_Document text_:
Over the last few months, as Covid19 restrictions have eased, we have been tentatively opening up our activities. One of these activities is the Uist Golden Years Ceilidh Club.
The ceilidhs have been fantastic and uplifting events that bring people from different generations together to enjoy our amazing Uist musical heritage – piping, fiddle, accordion and singing, as well as dancing of course.
Funded by the Coop, the monthly ceilidhs are a joint effort by Tagsa Adult Support Services, Chloe Steele Music, Sgoil Lionacleit students, and other local guest musicians, who come along to play for us.
Chloe brings along some pupils from the school and Tagsa Community Transport helps to bring participants to St Mary’s Parish Hall at Griminish, or the Church of Scotland. Other folk are dropped off by family or taken along by friends who often stay for the excellent music. Some respite carers have brought clients along too. These ceilidhs are open to everyone who wants to come, either to play music, sing, or just sit and listen. Refreshments are provided, in the form of both sweet and savory food (lots of home baking!), tea coffees and juice.

_Collected data_:
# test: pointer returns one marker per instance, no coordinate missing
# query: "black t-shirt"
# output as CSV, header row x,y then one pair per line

_About this exercise_: In the ceilidh club text above, retype the passage between "Chloe brings along" and "coffees and juice.", inclusive.

_Response to this task_:
Chloe brings along some pupils from the school and Tagsa Community Transport helps to bring participants to St Mary’s Parish Hall at Griminish, or the Church of Scotland. Other folk are dropped off by family or taken along by friends who often stay for the excellent music. Some respite carers have brought clients along too. These ceilidhs are open to everyone who wants to come, either to play music, sing, or just sit and listen. Refreshments are provided, in the form of both sweet and savory food (lots of home baking!), tea coffees and juice.